Please count the lines in the data below that contain the word "weathered", and reply with the number alone.

Excerpts from a detection dataset
____________

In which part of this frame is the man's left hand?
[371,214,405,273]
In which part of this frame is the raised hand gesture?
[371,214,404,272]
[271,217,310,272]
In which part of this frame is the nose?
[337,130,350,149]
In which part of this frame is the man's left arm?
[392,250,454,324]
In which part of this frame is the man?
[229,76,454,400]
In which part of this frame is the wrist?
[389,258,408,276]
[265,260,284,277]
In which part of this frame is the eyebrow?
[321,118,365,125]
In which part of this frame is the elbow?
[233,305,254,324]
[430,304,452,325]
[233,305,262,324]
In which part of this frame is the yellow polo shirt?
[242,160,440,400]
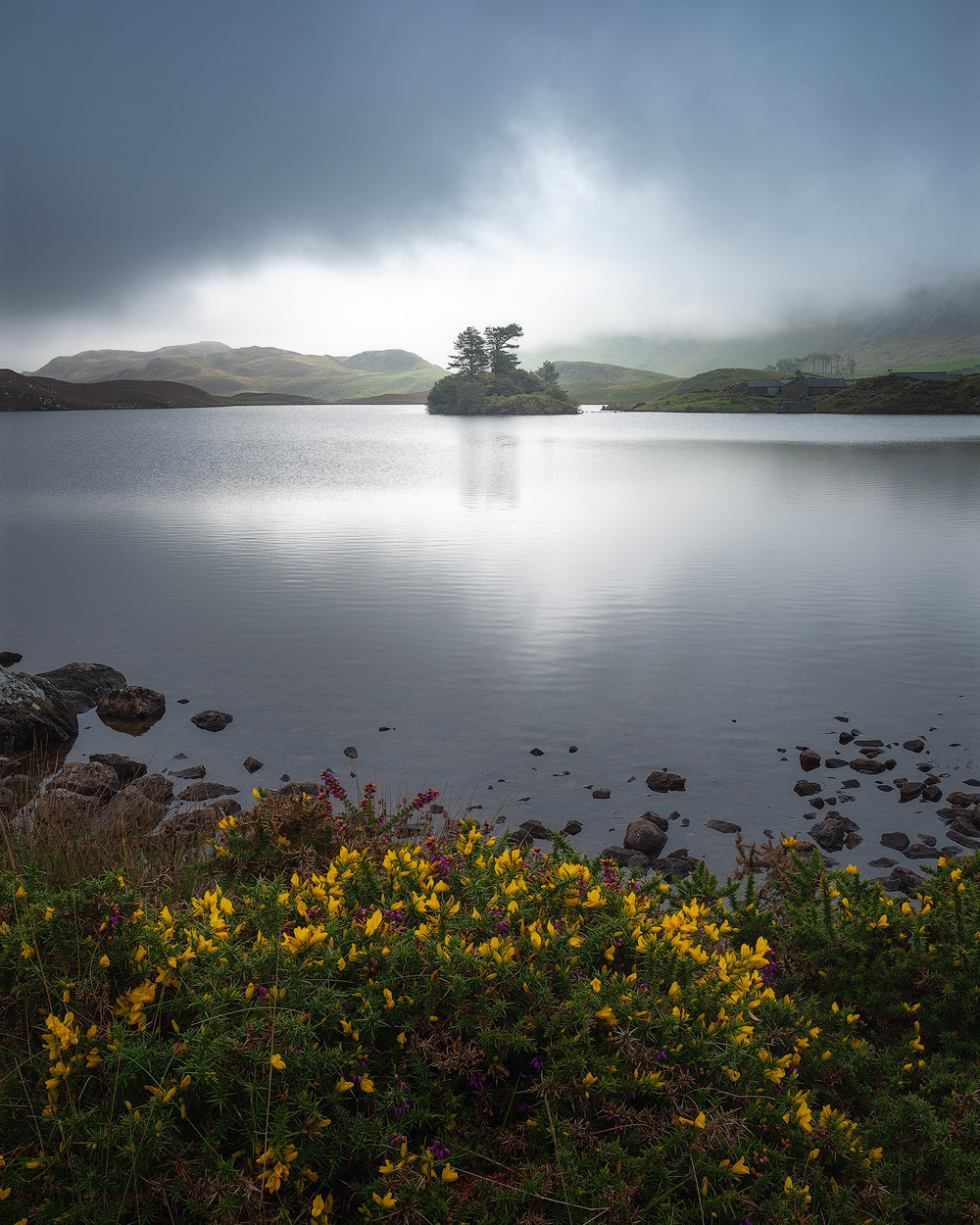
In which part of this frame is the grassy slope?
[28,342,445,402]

____________

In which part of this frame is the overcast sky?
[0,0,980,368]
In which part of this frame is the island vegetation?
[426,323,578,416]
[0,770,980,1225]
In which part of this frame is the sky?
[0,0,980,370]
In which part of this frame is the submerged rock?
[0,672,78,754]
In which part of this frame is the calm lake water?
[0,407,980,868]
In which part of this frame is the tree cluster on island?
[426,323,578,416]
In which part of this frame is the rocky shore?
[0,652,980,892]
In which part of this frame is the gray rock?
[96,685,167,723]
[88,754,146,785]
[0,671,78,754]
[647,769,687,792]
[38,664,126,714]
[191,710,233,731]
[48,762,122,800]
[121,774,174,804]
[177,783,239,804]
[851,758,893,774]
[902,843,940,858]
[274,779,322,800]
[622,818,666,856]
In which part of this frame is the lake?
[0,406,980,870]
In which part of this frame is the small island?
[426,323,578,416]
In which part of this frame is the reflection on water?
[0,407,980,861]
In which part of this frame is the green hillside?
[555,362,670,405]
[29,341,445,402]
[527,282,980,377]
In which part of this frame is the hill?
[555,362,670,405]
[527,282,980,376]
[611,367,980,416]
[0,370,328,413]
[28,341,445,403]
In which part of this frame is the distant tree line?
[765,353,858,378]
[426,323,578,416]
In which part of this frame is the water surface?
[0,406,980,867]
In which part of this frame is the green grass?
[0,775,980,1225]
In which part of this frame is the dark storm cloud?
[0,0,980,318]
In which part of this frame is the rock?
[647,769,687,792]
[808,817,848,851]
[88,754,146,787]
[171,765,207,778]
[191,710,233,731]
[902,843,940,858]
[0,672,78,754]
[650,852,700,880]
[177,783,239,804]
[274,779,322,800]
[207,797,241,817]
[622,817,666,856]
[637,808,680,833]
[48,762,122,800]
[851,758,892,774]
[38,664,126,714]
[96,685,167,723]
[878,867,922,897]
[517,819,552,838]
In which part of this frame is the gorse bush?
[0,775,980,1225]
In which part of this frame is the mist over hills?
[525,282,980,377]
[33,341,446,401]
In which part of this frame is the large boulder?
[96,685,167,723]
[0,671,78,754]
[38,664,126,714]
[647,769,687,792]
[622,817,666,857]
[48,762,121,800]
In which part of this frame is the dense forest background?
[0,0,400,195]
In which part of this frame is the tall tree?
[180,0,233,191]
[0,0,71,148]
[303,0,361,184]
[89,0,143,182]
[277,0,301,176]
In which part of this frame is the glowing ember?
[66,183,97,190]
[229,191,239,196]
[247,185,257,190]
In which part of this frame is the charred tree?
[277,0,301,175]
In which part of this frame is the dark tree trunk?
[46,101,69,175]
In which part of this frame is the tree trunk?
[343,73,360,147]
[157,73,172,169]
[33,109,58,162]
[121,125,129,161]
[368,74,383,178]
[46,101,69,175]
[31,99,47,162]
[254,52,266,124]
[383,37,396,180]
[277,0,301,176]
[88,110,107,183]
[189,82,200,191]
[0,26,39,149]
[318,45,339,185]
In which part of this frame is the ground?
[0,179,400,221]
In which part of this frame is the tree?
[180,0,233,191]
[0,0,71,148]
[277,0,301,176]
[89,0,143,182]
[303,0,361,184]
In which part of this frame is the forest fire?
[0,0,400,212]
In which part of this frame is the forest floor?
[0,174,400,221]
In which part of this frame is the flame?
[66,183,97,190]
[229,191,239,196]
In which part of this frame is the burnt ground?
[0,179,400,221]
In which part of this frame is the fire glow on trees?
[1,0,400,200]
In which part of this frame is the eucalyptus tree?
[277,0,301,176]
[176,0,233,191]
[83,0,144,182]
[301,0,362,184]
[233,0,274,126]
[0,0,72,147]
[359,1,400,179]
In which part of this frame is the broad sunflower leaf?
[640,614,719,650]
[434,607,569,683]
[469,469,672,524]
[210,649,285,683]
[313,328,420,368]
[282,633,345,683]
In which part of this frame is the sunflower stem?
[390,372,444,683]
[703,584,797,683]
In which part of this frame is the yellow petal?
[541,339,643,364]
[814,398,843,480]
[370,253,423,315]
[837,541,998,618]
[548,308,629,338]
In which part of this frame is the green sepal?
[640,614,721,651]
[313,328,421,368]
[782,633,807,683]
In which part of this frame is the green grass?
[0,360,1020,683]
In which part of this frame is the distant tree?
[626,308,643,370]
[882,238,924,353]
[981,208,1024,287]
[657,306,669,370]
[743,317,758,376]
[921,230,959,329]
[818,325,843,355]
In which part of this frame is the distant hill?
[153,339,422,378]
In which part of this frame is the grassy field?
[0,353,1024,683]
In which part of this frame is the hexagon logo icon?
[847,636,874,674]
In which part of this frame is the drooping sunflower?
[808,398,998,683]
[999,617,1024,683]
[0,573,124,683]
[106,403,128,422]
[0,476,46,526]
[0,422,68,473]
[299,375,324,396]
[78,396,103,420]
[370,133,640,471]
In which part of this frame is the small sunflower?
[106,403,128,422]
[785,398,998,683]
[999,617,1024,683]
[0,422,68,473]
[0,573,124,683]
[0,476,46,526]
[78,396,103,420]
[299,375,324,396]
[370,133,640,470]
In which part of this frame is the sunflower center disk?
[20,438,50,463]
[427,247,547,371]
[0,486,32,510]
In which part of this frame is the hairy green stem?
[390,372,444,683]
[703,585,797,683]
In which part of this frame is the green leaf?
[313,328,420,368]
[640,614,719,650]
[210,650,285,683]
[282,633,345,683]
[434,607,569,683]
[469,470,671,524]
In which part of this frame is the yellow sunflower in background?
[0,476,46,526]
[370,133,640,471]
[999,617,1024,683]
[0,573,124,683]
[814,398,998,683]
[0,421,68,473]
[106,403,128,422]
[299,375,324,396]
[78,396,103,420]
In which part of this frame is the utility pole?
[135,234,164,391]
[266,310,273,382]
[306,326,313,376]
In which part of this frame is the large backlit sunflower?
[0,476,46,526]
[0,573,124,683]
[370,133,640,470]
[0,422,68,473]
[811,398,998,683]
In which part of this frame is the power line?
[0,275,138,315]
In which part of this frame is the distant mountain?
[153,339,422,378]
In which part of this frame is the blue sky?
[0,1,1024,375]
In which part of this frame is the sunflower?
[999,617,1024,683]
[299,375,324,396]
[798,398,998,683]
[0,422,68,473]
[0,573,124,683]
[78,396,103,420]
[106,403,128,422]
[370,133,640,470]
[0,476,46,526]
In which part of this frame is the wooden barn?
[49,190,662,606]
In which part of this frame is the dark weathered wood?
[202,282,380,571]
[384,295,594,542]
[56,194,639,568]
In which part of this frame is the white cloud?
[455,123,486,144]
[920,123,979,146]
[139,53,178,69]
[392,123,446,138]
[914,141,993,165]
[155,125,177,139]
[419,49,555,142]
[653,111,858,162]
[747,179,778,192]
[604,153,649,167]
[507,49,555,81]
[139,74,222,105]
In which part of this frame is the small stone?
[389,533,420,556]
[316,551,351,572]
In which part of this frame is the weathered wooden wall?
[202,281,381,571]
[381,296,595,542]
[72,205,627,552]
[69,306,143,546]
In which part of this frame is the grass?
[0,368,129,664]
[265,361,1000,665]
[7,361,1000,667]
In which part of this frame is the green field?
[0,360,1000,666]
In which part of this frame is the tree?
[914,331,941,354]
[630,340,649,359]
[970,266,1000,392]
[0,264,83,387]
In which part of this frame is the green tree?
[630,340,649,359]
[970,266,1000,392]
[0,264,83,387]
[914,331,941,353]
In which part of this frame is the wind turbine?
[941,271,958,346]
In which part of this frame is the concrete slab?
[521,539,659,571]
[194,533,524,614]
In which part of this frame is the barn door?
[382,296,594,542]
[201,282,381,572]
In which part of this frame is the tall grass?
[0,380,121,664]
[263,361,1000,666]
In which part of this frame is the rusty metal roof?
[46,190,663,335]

____________

## EXERCISE RESPONSE
2